REQUIRED TASK: Swap each "gazebo" in the items below for "pavilion" and reproduce all the items with no other changes.

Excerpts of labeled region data
[START]
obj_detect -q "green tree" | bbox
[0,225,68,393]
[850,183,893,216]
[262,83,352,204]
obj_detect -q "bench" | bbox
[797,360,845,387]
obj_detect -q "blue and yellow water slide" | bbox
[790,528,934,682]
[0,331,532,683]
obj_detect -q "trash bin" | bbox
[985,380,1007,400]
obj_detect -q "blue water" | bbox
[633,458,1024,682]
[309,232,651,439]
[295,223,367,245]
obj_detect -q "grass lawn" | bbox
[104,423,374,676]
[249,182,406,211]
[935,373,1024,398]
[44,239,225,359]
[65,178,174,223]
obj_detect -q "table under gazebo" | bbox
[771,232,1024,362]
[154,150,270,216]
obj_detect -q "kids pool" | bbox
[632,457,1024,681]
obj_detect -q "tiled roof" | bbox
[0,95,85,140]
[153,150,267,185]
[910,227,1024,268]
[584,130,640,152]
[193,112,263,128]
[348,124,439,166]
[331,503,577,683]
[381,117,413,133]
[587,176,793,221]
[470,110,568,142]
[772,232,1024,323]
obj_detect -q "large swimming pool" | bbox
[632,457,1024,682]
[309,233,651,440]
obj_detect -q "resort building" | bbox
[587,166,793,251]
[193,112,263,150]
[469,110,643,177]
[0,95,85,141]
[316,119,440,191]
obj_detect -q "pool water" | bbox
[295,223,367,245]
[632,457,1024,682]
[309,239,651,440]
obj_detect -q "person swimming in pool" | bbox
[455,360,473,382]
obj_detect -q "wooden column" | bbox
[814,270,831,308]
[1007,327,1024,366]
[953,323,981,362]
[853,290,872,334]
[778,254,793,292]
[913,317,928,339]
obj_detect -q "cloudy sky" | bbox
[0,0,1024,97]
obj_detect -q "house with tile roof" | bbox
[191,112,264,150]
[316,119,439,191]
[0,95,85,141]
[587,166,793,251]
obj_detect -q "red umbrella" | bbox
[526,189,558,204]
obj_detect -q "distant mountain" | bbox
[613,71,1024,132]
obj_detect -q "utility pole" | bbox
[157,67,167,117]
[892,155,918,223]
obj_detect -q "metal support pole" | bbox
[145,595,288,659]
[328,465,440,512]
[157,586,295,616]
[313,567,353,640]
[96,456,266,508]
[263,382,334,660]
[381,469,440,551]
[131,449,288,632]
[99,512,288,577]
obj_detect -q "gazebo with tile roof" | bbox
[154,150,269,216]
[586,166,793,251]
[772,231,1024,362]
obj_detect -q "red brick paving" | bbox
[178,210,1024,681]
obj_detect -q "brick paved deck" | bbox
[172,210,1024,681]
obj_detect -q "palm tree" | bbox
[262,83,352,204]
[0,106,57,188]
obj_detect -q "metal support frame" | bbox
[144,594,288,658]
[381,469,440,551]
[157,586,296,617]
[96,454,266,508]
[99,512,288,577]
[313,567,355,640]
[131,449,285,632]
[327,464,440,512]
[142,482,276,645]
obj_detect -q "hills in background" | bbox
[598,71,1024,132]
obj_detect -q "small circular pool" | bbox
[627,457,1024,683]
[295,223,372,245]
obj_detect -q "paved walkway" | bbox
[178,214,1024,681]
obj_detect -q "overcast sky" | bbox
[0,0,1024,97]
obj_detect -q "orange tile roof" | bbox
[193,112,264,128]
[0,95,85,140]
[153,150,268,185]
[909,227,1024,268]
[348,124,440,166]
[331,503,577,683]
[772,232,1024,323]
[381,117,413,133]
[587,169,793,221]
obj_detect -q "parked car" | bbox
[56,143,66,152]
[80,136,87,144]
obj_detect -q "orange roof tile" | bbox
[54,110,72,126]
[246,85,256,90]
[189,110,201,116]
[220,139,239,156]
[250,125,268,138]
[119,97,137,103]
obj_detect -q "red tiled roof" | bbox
[END]
IN RESPONSE:
obj_detect -q "green tree" | bbox
[0,225,68,393]
[850,183,893,216]
[262,83,352,204]
obj_detect -q "bench" | bbox
[797,360,845,387]
obj_detect -q "blue and yellow water slide" | bbox
[790,528,934,682]
[0,331,532,683]
obj_detect -q "trash bin" | bbox
[985,380,1007,400]
obj_detect -q "blue water" | bbox
[633,458,1024,682]
[309,232,651,439]
[295,223,367,245]
obj_detect -q "grass lawn" | bbox
[104,423,374,676]
[249,182,406,211]
[935,373,1024,398]
[44,239,225,359]
[65,178,174,223]
obj_detect -q "table under pavilion" | bbox
[771,232,1024,362]
[154,150,270,216]
obj_detect -q "kids pool" | bbox
[632,457,1024,681]
obj_detect -q "tiled roof" | bbox
[0,95,85,140]
[153,150,267,185]
[910,227,1024,268]
[584,130,640,152]
[193,112,263,128]
[348,124,439,166]
[331,503,577,683]
[381,117,413,133]
[587,176,793,221]
[470,110,568,142]
[772,232,1024,323]
obj_detect -q "large swimming pool" | bbox
[632,457,1024,682]
[309,233,651,440]
obj_detect -q "resort building" | bbox
[587,166,793,251]
[193,112,263,150]
[469,110,643,177]
[0,95,85,141]
[316,119,440,191]
obj_detect -q "pool water" | bbox
[295,223,367,245]
[632,457,1024,682]
[309,239,651,440]
obj_detect -q "person swimming in pool" | bbox
[455,360,473,382]
obj_detect -q "wooden column" | bbox
[814,270,831,308]
[1007,327,1024,366]
[953,323,981,362]
[853,290,872,334]
[778,254,793,292]
[913,317,928,339]
obj_detect -q "cloudy sky" | bbox
[0,0,1024,97]
obj_detect -q "house with tile roof" | bbox
[191,112,264,150]
[316,119,439,191]
[0,95,85,141]
[587,166,793,251]
obj_detect -q "red umbrella" | bbox
[526,189,558,204]
obj_detect -q "distant mountain" | bbox
[613,71,1024,132]
obj_detect -q "utility pole" | bbox
[157,67,167,117]
[892,155,918,223]
obj_detect -q "metal support pole" | bbox
[145,595,288,659]
[328,465,440,512]
[157,586,295,616]
[313,567,353,640]
[96,456,266,508]
[263,382,334,660]
[381,469,440,551]
[131,449,288,632]
[99,512,288,577]
obj_detect -q "pavilion with tile roof" | bbox
[154,150,269,216]
[586,166,793,251]
[772,231,1024,362]
obj_detect -q "red brick paving" | bbox
[178,210,1024,681]
obj_detect -q "brick paved deck" | bbox
[172,210,1024,681]
obj_detect -q "palm tree" | bbox
[262,83,352,204]
[0,106,57,188]
obj_detect -q "metal support frame" | bbox
[144,594,288,658]
[381,469,440,551]
[157,586,296,617]
[96,454,266,508]
[99,512,288,577]
[313,567,355,640]
[131,449,285,632]
[327,464,440,512]
[142,482,276,645]
obj_detect -q "hills in background" | bbox
[598,71,1024,132]
obj_detect -q "small circular pool" | bbox
[627,457,1024,683]
[295,223,372,245]
obj_detect -q "paved walkway" | bbox
[178,214,1024,681]
obj_detect -q "overcast sky" | bbox
[0,0,1024,97]
obj_detect -q "orange tile roof" | bbox
[193,112,264,128]
[0,95,85,140]
[153,150,268,185]
[909,227,1024,268]
[348,124,440,166]
[331,503,577,683]
[772,232,1024,323]
[381,117,413,133]
[587,169,793,221]
obj_detect -q "parked car" | bbox
[56,143,66,152]
[80,136,87,144]
obj_detect -q "orange roof tile" | bbox
[54,110,72,126]
[246,85,256,90]
[189,110,201,116]
[220,139,239,156]
[250,125,268,138]
[119,97,137,103]
obj_detect -q "red tiled roof" | bbox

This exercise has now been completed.